** Prompt **
From the first line to the last, repeat the data exactly but leave out the pictures.

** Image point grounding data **
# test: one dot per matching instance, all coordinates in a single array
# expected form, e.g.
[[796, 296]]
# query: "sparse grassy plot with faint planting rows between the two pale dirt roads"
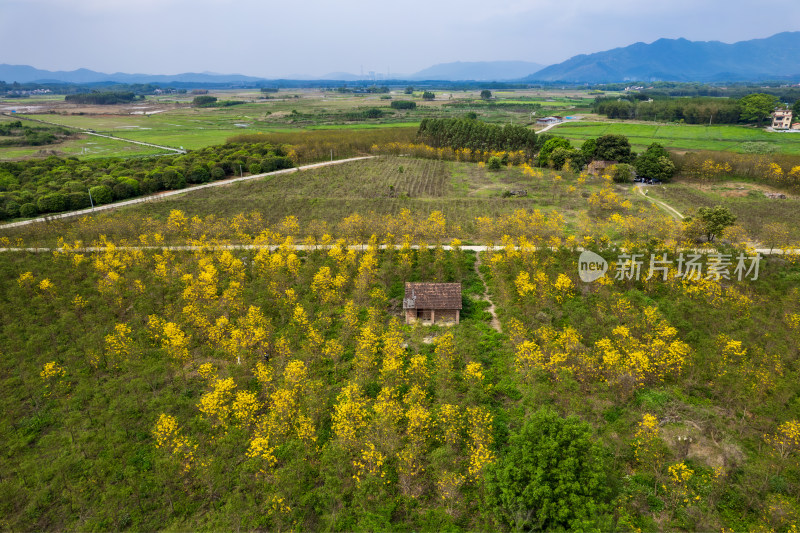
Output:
[[379, 187]]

** Task output **
# test: one dot per matching instance, all coordinates in a single array
# expected form, e.g.
[[796, 296]]
# query: "sparse grassy plot with faint planting rows between the two pale dirt roads"
Output:
[[379, 187]]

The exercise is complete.